----- PASSAGE -----
One way to do it is to go for a cash out refinance, which will replace your existing loan with a new mortgage and a new interest rate. It works because you use the equity that you have built through the years and use it towards home repairs and improvements. It’s also possible to pay off credit cards and other high-interest-bearing debts that you have. Essentially, the difference between your original mortgage and the new one is the available amount that you can use to fund your home improvements. As with any refinancing scheme, consider drawbacks such as appraisal and closing-related fees and the longer life of your loan.
Other Ways to Pay for Renovations
Another way to get your remodel or repairs done is to get home improvement loans. These are unsecured and personal loans given by banks, online lenders, and credit unions. The advantage of this type of loan is that you don’t need to put up your home as collateral to qualify, as financial institutions look at your credit score to determine interest rates and credit sums. However, these loans have shorter repayment periods, higher interest rates, and lower amounts, making them suitable for small or midsize home improvement initiatives.
----- PROVIDED RECORDS -----
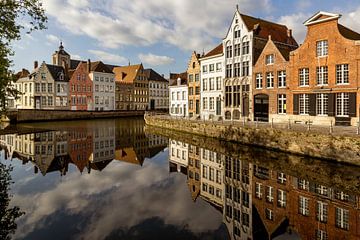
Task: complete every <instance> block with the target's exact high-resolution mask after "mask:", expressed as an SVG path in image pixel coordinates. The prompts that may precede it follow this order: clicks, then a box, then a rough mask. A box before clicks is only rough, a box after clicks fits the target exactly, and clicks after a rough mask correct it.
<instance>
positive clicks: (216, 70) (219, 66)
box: [216, 63, 221, 72]
mask: <svg viewBox="0 0 360 240" xmlns="http://www.w3.org/2000/svg"><path fill="white" fill-rule="evenodd" d="M216 71H217V72H220V71H221V63H217V64H216Z"/></svg>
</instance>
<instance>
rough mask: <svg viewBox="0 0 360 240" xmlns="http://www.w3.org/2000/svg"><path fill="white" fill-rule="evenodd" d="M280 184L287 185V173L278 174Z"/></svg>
mask: <svg viewBox="0 0 360 240" xmlns="http://www.w3.org/2000/svg"><path fill="white" fill-rule="evenodd" d="M277 182H278V183H280V184H285V183H286V175H285V173H278V180H277Z"/></svg>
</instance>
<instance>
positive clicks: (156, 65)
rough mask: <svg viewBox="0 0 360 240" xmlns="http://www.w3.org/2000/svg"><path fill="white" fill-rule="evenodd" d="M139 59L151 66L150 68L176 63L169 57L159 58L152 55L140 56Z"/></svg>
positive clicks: (154, 55)
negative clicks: (153, 66)
mask: <svg viewBox="0 0 360 240" xmlns="http://www.w3.org/2000/svg"><path fill="white" fill-rule="evenodd" d="M138 57H139V59H140V61H141V62H143V63H145V64H147V65H150V66H161V65H169V64H171V63H173V62H174V61H175V59H173V58H171V57H168V56H158V55H154V54H152V53H148V54H139V56H138Z"/></svg>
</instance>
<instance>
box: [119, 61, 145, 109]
mask: <svg viewBox="0 0 360 240" xmlns="http://www.w3.org/2000/svg"><path fill="white" fill-rule="evenodd" d="M113 71H114V73H115V79H116V109H117V110H146V109H147V108H148V99H149V97H148V92H149V85H148V80H147V78H146V75H145V72H144V68H143V65H142V64H137V65H129V66H124V67H115V68H114V69H113Z"/></svg>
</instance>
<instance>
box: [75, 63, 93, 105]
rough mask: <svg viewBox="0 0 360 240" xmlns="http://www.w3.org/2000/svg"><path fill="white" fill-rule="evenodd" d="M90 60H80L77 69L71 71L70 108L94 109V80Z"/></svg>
mask: <svg viewBox="0 0 360 240" xmlns="http://www.w3.org/2000/svg"><path fill="white" fill-rule="evenodd" d="M89 71H90V60H89V61H88V62H87V63H84V62H80V63H79V64H78V66H77V67H76V69H74V70H70V71H69V78H70V82H69V98H70V110H74V111H76V110H82V111H86V110H93V109H94V102H93V82H92V81H91V79H90V77H89Z"/></svg>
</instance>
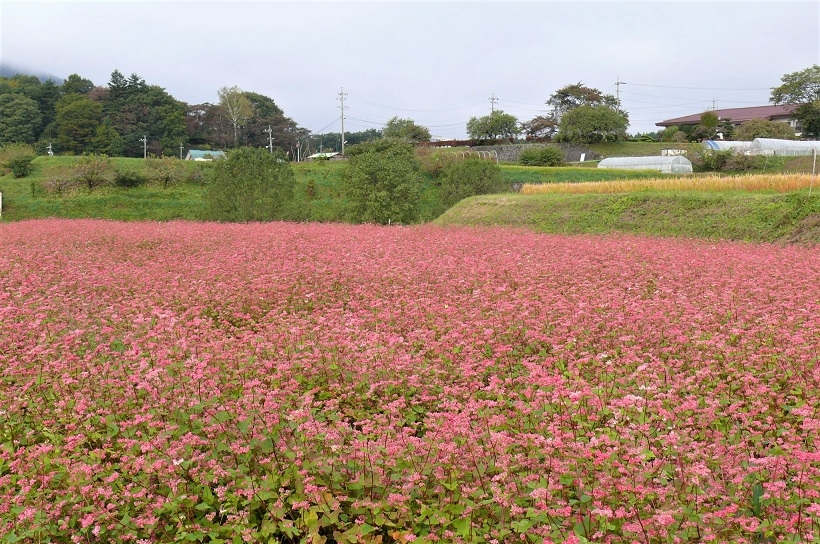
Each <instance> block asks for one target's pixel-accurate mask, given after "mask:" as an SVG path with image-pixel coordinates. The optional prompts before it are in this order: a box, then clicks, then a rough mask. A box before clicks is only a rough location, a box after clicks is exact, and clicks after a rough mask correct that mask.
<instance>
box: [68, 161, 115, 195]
mask: <svg viewBox="0 0 820 544" xmlns="http://www.w3.org/2000/svg"><path fill="white" fill-rule="evenodd" d="M74 175H75V177H76V178H77V180H78V181H79V182H80V183H81V184H82V185H85V187H86V188H88V192H91V191H93V190H94V189H96V188H97V187H101V186H103V185H108V184H109V183H111V182H112V181H113V180H114V177H115V175H116V171H115V170H114V167H113V166H112V165H111V159H109V158H108V156H106V155H93V154H87V155H83V156H82V157H80V159H79V161H77V164H76V166H75V167H74Z"/></svg>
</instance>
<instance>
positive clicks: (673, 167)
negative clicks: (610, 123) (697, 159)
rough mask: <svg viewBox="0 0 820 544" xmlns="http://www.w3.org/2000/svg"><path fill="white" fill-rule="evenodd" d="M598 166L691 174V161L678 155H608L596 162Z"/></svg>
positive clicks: (680, 173)
mask: <svg viewBox="0 0 820 544" xmlns="http://www.w3.org/2000/svg"><path fill="white" fill-rule="evenodd" d="M598 168H617V169H620V170H657V171H658V172H662V173H664V174H691V173H692V163H691V162H690V161H689V159H687V158H686V157H682V156H680V155H668V156H657V157H609V158H607V159H604V160H602V161H601V162H599V163H598Z"/></svg>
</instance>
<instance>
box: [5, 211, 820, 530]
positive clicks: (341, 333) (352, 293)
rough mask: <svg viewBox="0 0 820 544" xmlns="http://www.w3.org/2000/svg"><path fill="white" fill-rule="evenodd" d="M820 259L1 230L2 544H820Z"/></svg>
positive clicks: (418, 240)
mask: <svg viewBox="0 0 820 544" xmlns="http://www.w3.org/2000/svg"><path fill="white" fill-rule="evenodd" d="M818 286H820V252H818V250H811V249H804V248H795V247H777V246H767V245H749V244H742V243H727V242H708V241H687V240H673V239H654V238H640V237H625V236H624V237H621V236H610V237H593V236H573V237H563V236H551V235H541V234H534V233H530V232H524V231H517V230H508V229H468V228H447V229H444V228H439V227H433V226H417V227H392V228H390V227H376V226H345V225H318V224H316V225H297V224H284V223H279V224H265V225H261V224H254V225H218V224H197V223H187V222H173V223H163V224H160V223H114V222H103V221H85V220H76V221H65V220H42V221H28V222H21V223H9V224H3V225H0V542H3V543H6V542H9V543H10V542H17V541H19V542H89V543H90V542H135V543H153V542H212V543H219V542H263V543H297V542H299V543H310V544H319V543H353V542H362V543H379V542H381V543H388V542H416V543H427V542H452V543H467V542H477V543H483V542H488V543H496V542H539V543H541V542H544V543H549V542H555V543H559V542H567V543H578V542H602V543H615V542H618V543H620V542H645V543H649V542H651V543H672V542H760V543H762V542H776V541H784V542H798V541H800V542H817V541H820V451H818V433H820V368H818V358H820V297H818V292H819V290H818Z"/></svg>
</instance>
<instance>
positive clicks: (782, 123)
mask: <svg viewBox="0 0 820 544" xmlns="http://www.w3.org/2000/svg"><path fill="white" fill-rule="evenodd" d="M734 138H735V140H741V141H748V142H750V141H752V140H754V139H755V138H776V139H779V140H794V139H796V136H795V134H794V130H793V129H792V127H790V126H789V124H788V123H781V122H778V121H769V120H768V119H750V120H748V121H746V122H745V123H743V124H742V125H740V126H739V127H737V128H736V129H735V132H734Z"/></svg>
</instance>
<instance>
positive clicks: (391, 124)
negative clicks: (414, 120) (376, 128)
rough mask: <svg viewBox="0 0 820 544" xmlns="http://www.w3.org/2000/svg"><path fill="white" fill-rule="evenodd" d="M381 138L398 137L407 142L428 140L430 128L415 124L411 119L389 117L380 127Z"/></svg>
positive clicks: (422, 141) (424, 141) (417, 141)
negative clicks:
-----
[JOB A]: Repeat the stretch of the renovation-financing passage from "One way to do" through "of your loan.".
[JOB B]: According to the renovation-financing passage, why are home improvement loans suitable for small or midsize projects?
The rows aren't needed for this work.

[YOUR SOLUTION A]:
One way to do it is to go for a cash out refinance, which will replace your existing loan with a new mortgage and a new interest rate. It works because you use the equity that you have built through the years and use it towards home repairs and improvements. It’s also possible to pay off credit cards and other high-interest-bearing debts that you have. Essentially, the difference between your original mortgage and the new one is the available amount that you can use to fund your home improvements. As with any refinancing scheme, consider drawbacks such as appraisal and closing-related fees and the longer life of your loan.

[YOUR SOLUTION B]: Home improvement loans have shorter repayment periods, higher interest rates, and lower amounts. These traits make them suitable for small or midsize home improvement initiatives.